In order to get a static set of results, we will use historical data from the dataset.
Run the following commands:
# Load the cluster op commands.
source commands.sh
# First, reset the cluster:
clean-cluster
# Start a new cluster
start-cluster
# wait for cluster to start
sleep 5
# Seed historical data instead of real-time data
seed-kafka
# Recreate trip data table
psql -f risingwave-sql/table/trip_data.sql
# Wait for a while for the trip_data table to be populated.
sleep 5
# Check that you have 100K records in the trip_data table
# You may rerun it if the count is not 100K
psql -c "SELECT COUNT(*) FROM trip_data"
This question is just a warm-up to introduce dynamic filter, please attempt it before viewing its solution.
What are the dropoff taxi zones at the latest dropoff times?
For this part, we will use the dynamic filter pattern.
Solution
CREATE MATERIALIZED VIEW latest_dropoff_time AS
WITH t AS (
SELECT MAX(tpep_dropoff_datetime) AS latest_dropoff_time
FROM trip_data
)

**Dataset records**
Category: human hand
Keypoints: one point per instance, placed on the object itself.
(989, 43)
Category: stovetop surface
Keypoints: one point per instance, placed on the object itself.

**The task**
In the RisingWave setup instructions, how many records should the trip_data table contain once it is populated?

**Correct output**
100K records.